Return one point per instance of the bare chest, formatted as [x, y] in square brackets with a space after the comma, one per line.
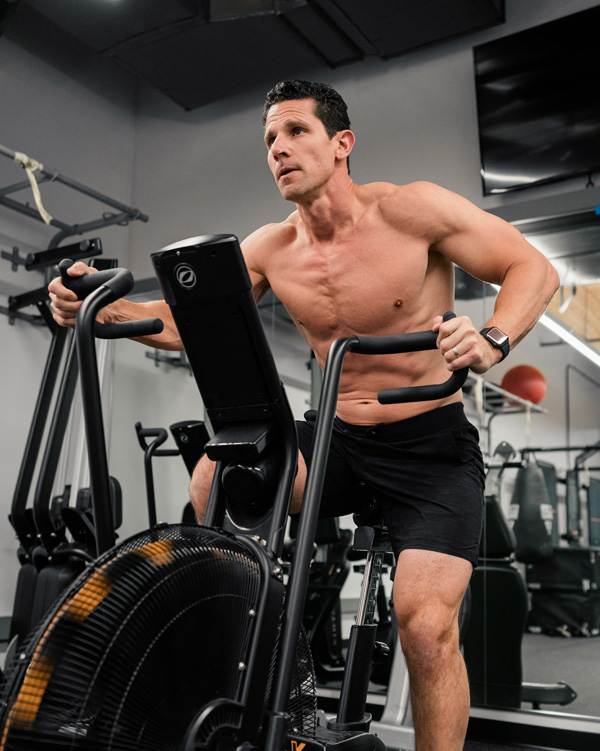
[359, 286]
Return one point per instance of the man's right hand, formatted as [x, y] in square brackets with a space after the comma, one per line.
[63, 302]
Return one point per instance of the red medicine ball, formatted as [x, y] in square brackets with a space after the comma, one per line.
[526, 382]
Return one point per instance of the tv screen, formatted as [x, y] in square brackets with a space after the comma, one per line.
[538, 103]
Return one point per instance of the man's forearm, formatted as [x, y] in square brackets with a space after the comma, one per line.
[523, 297]
[126, 310]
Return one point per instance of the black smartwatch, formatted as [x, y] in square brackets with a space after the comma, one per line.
[497, 339]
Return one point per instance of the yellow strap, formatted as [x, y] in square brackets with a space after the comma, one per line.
[30, 166]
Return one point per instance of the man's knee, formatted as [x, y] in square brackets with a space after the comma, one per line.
[202, 478]
[427, 632]
[200, 486]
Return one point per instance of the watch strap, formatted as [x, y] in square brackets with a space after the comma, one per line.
[504, 348]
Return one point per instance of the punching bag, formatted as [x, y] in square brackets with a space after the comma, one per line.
[531, 515]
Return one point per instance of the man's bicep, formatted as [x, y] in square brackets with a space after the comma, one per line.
[485, 246]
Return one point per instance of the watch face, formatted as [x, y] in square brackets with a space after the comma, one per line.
[496, 336]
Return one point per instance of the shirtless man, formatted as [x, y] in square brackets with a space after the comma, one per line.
[378, 259]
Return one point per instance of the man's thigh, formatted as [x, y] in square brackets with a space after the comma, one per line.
[429, 588]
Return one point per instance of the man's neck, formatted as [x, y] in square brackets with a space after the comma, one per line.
[331, 212]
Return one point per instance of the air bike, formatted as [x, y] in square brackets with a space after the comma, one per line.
[189, 638]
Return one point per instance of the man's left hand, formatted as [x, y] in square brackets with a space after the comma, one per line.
[462, 346]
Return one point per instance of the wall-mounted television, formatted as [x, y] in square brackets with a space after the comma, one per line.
[538, 103]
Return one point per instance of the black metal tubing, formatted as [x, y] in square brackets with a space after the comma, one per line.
[309, 515]
[54, 443]
[92, 410]
[34, 439]
[150, 450]
[307, 524]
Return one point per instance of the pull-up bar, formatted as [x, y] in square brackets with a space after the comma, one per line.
[31, 166]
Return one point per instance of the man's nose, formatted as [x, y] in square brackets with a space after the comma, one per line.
[280, 147]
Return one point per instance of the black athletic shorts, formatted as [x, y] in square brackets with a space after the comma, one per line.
[427, 473]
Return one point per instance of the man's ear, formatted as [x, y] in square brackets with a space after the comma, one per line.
[345, 143]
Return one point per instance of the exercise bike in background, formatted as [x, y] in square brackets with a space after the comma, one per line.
[188, 638]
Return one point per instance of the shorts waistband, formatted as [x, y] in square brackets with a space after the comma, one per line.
[442, 418]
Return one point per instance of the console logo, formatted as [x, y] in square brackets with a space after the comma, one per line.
[186, 276]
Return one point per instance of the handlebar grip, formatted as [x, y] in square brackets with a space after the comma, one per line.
[417, 341]
[392, 345]
[160, 434]
[119, 280]
[425, 393]
[128, 329]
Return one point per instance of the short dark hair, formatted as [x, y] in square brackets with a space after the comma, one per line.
[330, 108]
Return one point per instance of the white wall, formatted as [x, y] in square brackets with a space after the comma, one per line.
[205, 171]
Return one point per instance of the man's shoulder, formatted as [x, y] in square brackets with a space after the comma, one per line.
[397, 203]
[385, 192]
[273, 233]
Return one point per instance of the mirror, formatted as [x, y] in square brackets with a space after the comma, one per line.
[537, 608]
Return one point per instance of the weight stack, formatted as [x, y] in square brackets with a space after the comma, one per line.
[565, 593]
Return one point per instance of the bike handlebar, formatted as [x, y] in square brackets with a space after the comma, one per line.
[118, 282]
[412, 342]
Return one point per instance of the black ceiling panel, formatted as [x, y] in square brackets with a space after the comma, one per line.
[395, 27]
[199, 51]
[101, 24]
[205, 63]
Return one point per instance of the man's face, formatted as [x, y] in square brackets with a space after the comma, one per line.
[301, 155]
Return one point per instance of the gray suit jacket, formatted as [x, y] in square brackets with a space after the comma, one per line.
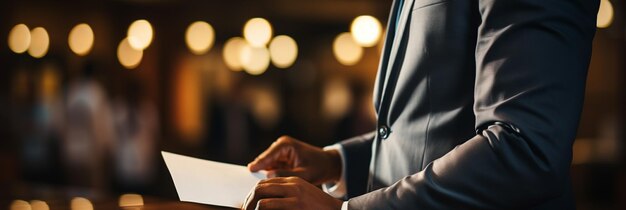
[478, 103]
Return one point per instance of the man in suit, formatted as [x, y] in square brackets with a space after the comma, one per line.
[477, 101]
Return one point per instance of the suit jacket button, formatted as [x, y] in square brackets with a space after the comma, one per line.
[383, 132]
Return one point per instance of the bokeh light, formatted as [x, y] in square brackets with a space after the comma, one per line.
[255, 60]
[232, 53]
[366, 30]
[20, 205]
[346, 50]
[128, 200]
[80, 203]
[283, 51]
[140, 34]
[19, 38]
[127, 55]
[257, 32]
[605, 14]
[39, 205]
[39, 42]
[199, 37]
[81, 39]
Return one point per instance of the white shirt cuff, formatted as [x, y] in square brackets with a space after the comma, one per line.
[337, 189]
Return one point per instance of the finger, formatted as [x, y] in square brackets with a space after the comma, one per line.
[298, 172]
[291, 179]
[280, 148]
[269, 190]
[277, 203]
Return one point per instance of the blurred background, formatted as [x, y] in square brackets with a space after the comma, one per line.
[92, 91]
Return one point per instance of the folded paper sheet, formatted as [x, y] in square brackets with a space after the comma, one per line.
[210, 182]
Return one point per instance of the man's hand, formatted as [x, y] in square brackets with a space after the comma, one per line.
[290, 157]
[289, 193]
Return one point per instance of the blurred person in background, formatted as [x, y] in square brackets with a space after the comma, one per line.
[89, 131]
[45, 121]
[477, 101]
[134, 148]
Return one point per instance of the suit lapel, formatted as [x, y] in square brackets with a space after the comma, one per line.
[390, 48]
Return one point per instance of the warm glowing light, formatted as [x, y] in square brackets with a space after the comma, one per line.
[140, 34]
[199, 37]
[255, 60]
[258, 32]
[128, 56]
[605, 14]
[19, 38]
[346, 50]
[232, 53]
[366, 30]
[283, 51]
[20, 205]
[39, 42]
[80, 203]
[39, 205]
[81, 39]
[128, 200]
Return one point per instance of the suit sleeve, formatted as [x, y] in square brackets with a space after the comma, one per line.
[357, 153]
[531, 64]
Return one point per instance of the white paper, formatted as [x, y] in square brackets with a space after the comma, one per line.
[210, 182]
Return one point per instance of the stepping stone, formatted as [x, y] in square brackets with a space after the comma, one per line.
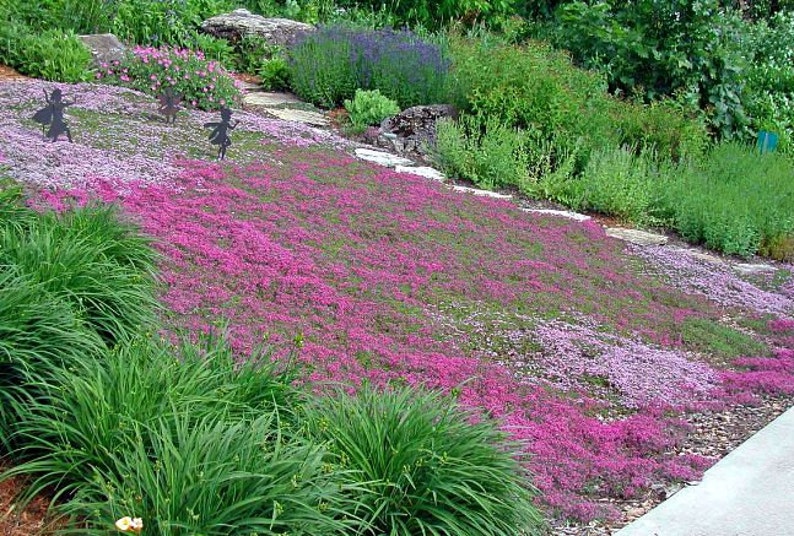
[484, 193]
[561, 213]
[384, 159]
[270, 100]
[641, 238]
[422, 171]
[301, 116]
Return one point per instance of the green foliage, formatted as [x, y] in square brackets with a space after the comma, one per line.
[51, 55]
[163, 22]
[215, 49]
[88, 259]
[69, 285]
[618, 182]
[180, 437]
[663, 47]
[562, 115]
[321, 70]
[202, 84]
[769, 97]
[369, 108]
[483, 151]
[275, 74]
[532, 88]
[734, 200]
[708, 336]
[421, 465]
[435, 14]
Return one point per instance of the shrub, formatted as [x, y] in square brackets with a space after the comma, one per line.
[163, 22]
[369, 108]
[435, 14]
[663, 47]
[616, 181]
[483, 151]
[330, 64]
[203, 84]
[53, 55]
[769, 96]
[210, 477]
[421, 465]
[532, 88]
[181, 436]
[275, 74]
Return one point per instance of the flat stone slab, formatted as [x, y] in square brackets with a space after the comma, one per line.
[748, 493]
[752, 269]
[382, 158]
[484, 193]
[561, 213]
[301, 116]
[641, 238]
[422, 171]
[255, 97]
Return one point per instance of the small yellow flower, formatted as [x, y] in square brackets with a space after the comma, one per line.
[129, 524]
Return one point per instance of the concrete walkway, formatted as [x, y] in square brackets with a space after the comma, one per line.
[750, 492]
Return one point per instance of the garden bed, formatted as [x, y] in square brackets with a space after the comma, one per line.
[594, 355]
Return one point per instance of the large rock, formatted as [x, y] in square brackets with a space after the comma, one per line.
[241, 22]
[413, 130]
[105, 48]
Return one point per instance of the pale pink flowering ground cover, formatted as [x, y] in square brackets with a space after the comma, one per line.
[394, 279]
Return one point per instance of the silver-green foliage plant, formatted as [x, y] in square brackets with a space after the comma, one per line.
[369, 108]
[735, 200]
[54, 55]
[419, 464]
[484, 151]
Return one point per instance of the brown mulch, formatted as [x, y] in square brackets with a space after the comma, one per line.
[713, 434]
[32, 520]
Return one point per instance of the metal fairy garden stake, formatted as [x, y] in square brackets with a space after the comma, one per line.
[169, 105]
[220, 133]
[52, 116]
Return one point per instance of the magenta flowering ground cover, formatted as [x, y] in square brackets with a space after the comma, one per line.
[580, 346]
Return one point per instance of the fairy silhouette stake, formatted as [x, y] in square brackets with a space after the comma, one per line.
[169, 105]
[52, 116]
[220, 134]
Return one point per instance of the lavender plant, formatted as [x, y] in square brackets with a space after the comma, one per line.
[330, 64]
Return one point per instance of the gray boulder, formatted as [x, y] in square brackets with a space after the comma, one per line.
[241, 22]
[105, 48]
[413, 130]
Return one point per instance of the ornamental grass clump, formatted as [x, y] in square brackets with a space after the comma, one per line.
[179, 435]
[419, 464]
[71, 285]
[201, 83]
[328, 65]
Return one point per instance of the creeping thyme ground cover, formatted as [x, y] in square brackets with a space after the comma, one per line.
[583, 348]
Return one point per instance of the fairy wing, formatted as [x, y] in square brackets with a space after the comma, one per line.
[215, 134]
[43, 116]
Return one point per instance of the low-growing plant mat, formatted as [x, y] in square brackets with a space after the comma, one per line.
[581, 347]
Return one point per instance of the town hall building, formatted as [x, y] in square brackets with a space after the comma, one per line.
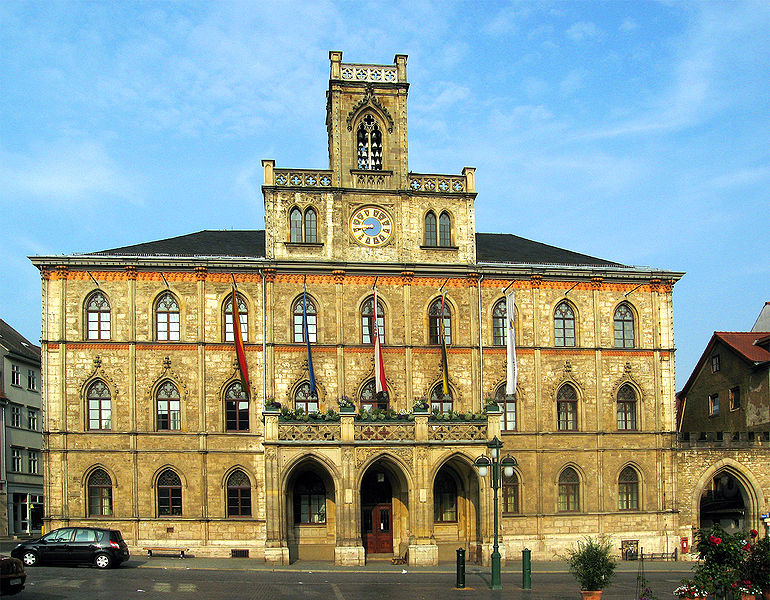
[152, 428]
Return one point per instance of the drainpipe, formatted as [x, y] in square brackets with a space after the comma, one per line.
[264, 340]
[481, 345]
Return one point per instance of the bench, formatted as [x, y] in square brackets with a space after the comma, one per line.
[166, 550]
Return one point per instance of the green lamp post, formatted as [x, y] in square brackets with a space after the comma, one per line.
[483, 464]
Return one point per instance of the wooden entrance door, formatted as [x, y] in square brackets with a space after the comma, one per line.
[378, 528]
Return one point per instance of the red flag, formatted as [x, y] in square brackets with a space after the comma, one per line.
[238, 337]
[381, 385]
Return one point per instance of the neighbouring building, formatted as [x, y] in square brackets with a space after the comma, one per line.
[21, 422]
[724, 432]
[149, 428]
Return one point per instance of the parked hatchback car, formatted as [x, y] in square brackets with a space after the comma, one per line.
[104, 548]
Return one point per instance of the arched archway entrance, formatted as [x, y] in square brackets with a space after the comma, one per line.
[384, 509]
[725, 501]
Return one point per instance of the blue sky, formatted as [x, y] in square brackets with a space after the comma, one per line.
[633, 131]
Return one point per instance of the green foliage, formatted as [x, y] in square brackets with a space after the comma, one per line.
[592, 563]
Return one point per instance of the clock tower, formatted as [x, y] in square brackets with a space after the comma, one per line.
[368, 207]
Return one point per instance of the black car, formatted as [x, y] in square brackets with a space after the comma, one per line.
[104, 548]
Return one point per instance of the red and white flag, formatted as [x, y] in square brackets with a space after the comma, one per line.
[381, 385]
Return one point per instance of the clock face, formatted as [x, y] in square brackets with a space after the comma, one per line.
[371, 226]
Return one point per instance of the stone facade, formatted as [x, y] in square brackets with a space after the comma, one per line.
[315, 486]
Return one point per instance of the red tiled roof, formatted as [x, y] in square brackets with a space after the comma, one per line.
[744, 344]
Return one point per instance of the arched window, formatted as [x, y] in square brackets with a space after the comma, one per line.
[309, 499]
[564, 325]
[569, 491]
[295, 225]
[299, 330]
[99, 406]
[98, 317]
[370, 399]
[238, 495]
[431, 238]
[566, 407]
[99, 494]
[167, 318]
[624, 327]
[243, 316]
[444, 230]
[439, 401]
[167, 402]
[236, 408]
[444, 498]
[627, 408]
[311, 226]
[305, 399]
[434, 322]
[508, 405]
[169, 494]
[628, 489]
[499, 323]
[369, 142]
[367, 321]
[511, 494]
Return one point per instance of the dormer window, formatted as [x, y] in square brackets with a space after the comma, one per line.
[369, 142]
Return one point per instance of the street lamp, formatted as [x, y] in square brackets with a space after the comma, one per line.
[483, 463]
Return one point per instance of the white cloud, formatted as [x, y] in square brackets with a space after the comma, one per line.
[583, 30]
[65, 171]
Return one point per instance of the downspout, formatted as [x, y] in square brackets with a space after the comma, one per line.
[264, 340]
[481, 344]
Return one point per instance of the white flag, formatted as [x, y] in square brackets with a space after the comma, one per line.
[510, 334]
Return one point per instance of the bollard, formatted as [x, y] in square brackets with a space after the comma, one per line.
[526, 569]
[460, 583]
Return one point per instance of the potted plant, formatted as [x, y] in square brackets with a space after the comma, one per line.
[347, 406]
[593, 565]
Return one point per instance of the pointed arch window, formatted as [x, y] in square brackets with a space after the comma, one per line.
[431, 235]
[435, 314]
[367, 321]
[507, 404]
[510, 494]
[628, 489]
[439, 401]
[627, 408]
[169, 494]
[566, 407]
[167, 318]
[312, 321]
[168, 403]
[371, 399]
[99, 494]
[305, 399]
[238, 494]
[97, 317]
[236, 408]
[444, 498]
[309, 499]
[564, 325]
[243, 317]
[99, 406]
[444, 230]
[369, 143]
[624, 327]
[499, 323]
[569, 491]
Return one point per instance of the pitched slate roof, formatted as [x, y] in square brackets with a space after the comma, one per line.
[17, 344]
[490, 247]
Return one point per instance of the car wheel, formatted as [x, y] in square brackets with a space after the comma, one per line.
[103, 561]
[29, 558]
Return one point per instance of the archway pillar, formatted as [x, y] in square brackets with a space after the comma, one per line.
[349, 550]
[423, 549]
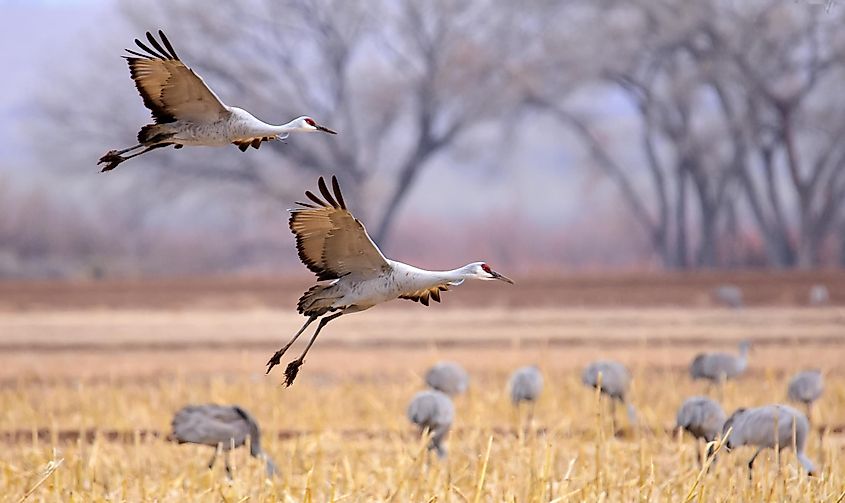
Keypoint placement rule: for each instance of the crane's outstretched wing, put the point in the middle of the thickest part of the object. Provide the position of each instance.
(331, 242)
(210, 425)
(171, 90)
(422, 296)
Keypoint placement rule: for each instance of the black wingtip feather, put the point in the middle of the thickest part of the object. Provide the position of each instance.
(337, 194)
(157, 45)
(310, 195)
(136, 54)
(145, 48)
(167, 44)
(324, 190)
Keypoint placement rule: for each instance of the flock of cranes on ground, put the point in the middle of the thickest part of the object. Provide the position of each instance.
(775, 426)
(353, 275)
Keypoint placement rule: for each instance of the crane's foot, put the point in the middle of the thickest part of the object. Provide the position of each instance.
(291, 371)
(276, 359)
(111, 159)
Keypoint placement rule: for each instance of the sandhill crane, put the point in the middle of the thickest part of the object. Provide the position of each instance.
(614, 382)
(703, 418)
(432, 411)
(718, 367)
(526, 384)
(335, 246)
(757, 427)
(728, 295)
(806, 387)
(448, 377)
(187, 112)
(223, 427)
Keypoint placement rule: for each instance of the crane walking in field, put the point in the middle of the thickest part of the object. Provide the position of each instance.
(334, 245)
(525, 385)
(223, 427)
(769, 426)
(613, 380)
(703, 418)
(432, 411)
(806, 387)
(448, 377)
(187, 112)
(718, 367)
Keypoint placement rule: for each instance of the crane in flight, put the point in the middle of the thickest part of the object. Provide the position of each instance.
(187, 112)
(335, 246)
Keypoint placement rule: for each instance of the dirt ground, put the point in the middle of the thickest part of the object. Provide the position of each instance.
(92, 372)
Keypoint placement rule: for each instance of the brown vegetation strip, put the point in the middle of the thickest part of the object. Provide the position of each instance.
(691, 289)
(418, 343)
(131, 436)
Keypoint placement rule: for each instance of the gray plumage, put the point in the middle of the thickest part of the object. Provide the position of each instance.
(186, 111)
(728, 295)
(615, 382)
(718, 366)
(526, 384)
(757, 427)
(703, 418)
(352, 273)
(223, 426)
(432, 411)
(806, 387)
(448, 377)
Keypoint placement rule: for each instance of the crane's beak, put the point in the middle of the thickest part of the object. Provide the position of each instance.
(500, 277)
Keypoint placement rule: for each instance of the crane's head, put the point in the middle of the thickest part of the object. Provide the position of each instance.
(306, 123)
(481, 270)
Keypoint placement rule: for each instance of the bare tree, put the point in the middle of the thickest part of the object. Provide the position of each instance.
(733, 107)
(402, 83)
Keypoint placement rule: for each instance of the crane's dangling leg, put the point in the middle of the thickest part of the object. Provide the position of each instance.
(113, 157)
(613, 415)
(213, 459)
(293, 367)
(228, 466)
(277, 358)
(751, 462)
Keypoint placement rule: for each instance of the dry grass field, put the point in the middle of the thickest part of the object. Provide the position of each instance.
(91, 375)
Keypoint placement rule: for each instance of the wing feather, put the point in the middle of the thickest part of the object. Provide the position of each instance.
(423, 296)
(170, 89)
(330, 241)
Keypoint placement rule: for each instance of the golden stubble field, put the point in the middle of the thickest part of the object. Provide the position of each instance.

> [Challenge]
Print the line containing "Keypoint placement rule: for each instance of the gray" and every line after it to the end of the records above, exactly as written, and nothing else.

> [Expected answer]
Keypoint placement rule: for each instance of the gray plumage, put the point in the middle of the thickest part of the object. Provide the position of each instance.
(186, 111)
(728, 295)
(615, 382)
(718, 366)
(526, 384)
(757, 427)
(703, 418)
(352, 273)
(223, 426)
(432, 411)
(806, 387)
(448, 377)
Keypoint placement rule: for each instance of the crane's beak, put the point in the middle of the thickest part of the object. Provide the position of each instance.
(500, 277)
Keypoint placement rule: for each instance of the crane's head, put the point in the middle of the thickest part of the object. Provide the position of each instance.
(306, 123)
(481, 270)
Keypoint placement rule: for each instance of the bare tree, put the point in the middle of the thickest part of the object. Provide the position of each instance.
(733, 107)
(402, 83)
Keypoint placement rule: for each instance of the crane's dangling leg, put the point in the middle of the thickest part of the object. Provide the position of each instance.
(113, 157)
(613, 415)
(213, 459)
(293, 367)
(228, 466)
(277, 358)
(751, 462)
Keypoint placement rule: for each instance of the dry grass field, put the point in the middle of the thickest part of the object. Provide the position of each instance.
(91, 375)
Keypoint placement rule: for each instance of the wing feather, put the point in the middle of the thickest part of the object. Provide the position of each instance.
(423, 296)
(170, 89)
(330, 241)
Keypoint placement rule: for each instance of the golden stubble field, put the point in the middle of the thickest part of the object. Provide the position of each instance.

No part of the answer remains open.